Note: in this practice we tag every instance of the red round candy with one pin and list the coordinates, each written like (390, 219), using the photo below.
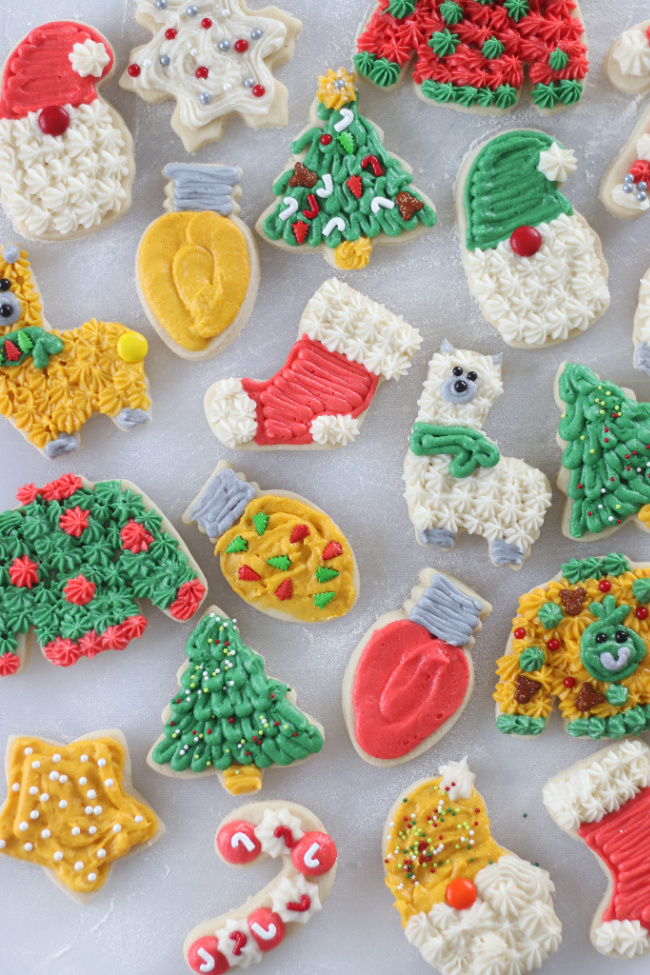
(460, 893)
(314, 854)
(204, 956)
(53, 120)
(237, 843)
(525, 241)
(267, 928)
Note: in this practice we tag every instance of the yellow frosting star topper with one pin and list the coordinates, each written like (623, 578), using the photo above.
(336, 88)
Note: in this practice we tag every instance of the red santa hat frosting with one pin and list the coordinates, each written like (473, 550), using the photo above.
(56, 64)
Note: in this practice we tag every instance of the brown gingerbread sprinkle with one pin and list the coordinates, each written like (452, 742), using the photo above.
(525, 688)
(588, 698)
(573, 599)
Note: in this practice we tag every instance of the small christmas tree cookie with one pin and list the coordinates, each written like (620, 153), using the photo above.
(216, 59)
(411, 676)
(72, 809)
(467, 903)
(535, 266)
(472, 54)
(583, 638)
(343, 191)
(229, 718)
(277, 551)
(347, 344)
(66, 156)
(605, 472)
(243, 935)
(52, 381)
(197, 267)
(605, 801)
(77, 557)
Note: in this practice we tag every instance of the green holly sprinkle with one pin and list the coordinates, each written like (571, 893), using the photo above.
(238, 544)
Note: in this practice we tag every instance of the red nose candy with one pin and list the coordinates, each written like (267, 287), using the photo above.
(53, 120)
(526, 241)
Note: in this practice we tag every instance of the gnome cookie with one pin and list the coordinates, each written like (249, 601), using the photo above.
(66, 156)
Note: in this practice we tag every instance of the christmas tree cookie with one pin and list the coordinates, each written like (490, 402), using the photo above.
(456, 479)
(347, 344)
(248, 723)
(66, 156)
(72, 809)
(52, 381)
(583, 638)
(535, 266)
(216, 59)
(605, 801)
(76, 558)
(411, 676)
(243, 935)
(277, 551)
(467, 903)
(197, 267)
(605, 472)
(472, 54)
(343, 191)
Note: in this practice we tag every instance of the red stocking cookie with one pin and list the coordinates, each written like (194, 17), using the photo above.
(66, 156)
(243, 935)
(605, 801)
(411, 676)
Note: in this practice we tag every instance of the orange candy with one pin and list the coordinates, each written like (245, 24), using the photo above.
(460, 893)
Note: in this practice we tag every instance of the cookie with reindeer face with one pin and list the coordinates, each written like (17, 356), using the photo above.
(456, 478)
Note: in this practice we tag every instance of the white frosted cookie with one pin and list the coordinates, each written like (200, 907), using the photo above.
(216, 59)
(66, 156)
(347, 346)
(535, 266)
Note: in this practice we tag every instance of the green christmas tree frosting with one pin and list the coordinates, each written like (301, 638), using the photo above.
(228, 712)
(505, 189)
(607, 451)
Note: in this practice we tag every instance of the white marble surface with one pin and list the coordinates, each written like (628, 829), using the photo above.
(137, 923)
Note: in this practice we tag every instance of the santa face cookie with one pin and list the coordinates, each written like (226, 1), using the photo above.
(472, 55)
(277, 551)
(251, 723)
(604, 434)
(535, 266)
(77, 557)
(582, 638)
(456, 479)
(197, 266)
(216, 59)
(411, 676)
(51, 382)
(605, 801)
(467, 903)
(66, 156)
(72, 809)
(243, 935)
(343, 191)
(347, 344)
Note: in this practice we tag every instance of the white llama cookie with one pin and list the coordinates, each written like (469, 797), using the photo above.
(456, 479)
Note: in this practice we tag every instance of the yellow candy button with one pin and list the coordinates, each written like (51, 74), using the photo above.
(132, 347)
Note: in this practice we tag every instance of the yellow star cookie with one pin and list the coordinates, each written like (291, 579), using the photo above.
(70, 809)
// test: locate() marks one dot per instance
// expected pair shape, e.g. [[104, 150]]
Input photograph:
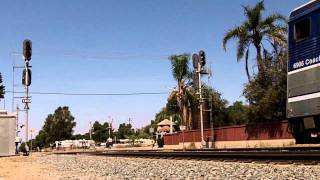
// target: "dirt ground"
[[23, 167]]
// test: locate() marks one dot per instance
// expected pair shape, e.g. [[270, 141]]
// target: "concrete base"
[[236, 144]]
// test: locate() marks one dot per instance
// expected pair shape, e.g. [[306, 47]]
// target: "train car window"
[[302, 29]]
________________________________________
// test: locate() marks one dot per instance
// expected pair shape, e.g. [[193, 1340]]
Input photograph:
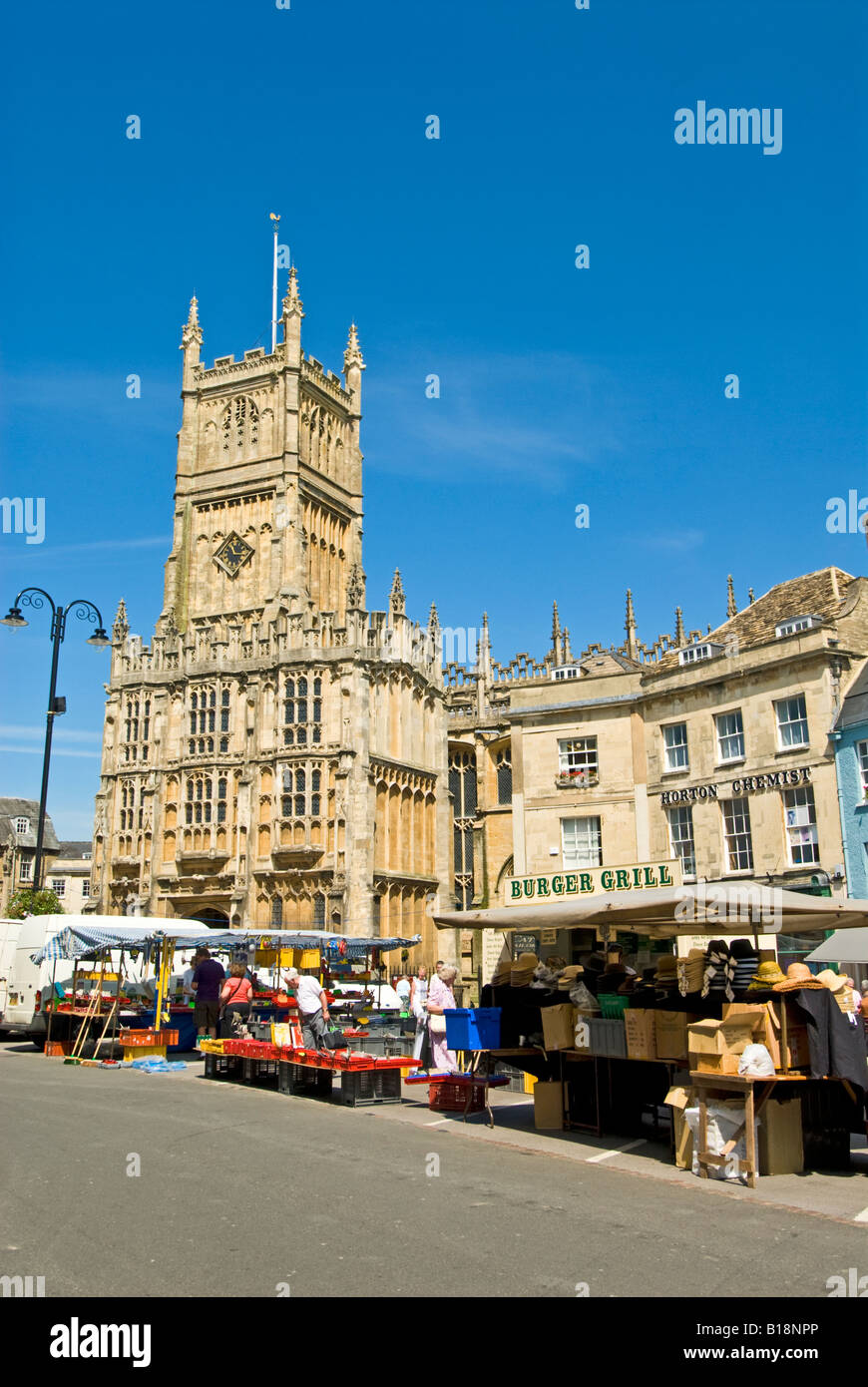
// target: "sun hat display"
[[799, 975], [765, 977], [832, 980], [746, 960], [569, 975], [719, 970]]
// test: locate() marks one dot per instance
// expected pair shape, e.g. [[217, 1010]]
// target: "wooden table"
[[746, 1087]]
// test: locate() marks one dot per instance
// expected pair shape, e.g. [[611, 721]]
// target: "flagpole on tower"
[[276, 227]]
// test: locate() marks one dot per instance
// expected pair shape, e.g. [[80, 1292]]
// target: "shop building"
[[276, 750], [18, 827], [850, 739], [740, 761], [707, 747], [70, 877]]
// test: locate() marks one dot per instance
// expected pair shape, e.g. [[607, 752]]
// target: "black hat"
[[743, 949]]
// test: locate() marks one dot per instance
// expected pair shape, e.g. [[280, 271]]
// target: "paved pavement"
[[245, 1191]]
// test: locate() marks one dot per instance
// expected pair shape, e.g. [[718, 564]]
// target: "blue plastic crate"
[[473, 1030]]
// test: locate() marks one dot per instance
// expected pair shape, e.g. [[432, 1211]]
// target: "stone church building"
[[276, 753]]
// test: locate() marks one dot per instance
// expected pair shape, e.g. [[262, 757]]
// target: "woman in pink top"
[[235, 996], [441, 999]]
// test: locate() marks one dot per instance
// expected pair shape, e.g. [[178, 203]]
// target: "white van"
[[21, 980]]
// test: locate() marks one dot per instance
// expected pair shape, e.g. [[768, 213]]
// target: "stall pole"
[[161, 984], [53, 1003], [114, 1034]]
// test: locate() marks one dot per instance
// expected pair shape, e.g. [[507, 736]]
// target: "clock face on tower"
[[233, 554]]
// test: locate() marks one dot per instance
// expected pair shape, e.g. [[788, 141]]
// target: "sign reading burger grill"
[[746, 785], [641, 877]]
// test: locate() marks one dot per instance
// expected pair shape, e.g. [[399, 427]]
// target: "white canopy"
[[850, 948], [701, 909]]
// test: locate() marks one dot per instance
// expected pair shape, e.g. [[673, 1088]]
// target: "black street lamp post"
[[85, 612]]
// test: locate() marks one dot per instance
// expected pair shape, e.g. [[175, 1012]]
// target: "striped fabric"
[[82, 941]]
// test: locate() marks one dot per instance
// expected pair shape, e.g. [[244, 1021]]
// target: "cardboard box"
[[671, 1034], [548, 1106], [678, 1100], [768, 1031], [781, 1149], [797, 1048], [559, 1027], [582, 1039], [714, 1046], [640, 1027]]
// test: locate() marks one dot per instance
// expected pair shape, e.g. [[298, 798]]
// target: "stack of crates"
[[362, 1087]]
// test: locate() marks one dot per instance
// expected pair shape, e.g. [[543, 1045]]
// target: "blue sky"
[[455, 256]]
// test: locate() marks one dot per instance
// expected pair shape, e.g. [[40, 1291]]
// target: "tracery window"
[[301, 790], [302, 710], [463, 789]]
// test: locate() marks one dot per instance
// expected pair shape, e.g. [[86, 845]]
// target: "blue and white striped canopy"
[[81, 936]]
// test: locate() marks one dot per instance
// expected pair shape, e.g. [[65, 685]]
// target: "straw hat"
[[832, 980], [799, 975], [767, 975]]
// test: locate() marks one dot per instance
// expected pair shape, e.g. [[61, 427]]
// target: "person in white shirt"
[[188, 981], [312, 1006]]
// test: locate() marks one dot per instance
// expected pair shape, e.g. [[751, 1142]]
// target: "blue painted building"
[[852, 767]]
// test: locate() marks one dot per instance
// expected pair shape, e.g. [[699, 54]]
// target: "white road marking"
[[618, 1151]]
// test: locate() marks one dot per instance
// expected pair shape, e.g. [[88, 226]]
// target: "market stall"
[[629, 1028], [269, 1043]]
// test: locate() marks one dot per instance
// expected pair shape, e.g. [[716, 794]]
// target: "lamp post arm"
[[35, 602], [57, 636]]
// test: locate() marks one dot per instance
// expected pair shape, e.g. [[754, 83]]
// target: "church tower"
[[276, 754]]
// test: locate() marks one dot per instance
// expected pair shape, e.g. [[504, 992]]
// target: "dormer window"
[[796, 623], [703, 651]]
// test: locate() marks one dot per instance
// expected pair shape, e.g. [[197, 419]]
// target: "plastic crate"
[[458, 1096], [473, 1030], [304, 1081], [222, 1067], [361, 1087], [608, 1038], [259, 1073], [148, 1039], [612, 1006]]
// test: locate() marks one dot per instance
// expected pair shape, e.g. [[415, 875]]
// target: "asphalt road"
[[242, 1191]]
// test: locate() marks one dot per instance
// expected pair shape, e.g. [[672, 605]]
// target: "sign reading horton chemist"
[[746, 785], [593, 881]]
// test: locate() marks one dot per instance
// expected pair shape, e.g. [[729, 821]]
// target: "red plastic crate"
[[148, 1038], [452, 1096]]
________________________________________
What lines above run from the one with "e.g. [[193, 1340]]" to the one with "e.g. [[217, 1010]]"? Give them again exactly, ends included, and leave the pictures out.

| Response area |
// expected pair shape, e.g. [[193, 1340]]
Input photograph:
// target: "sun hat display"
[[799, 975], [765, 977], [832, 980], [746, 960], [569, 975], [719, 970]]
// test: locate() marks one dot per instance
// expected pair shape, e.g. [[217, 1010]]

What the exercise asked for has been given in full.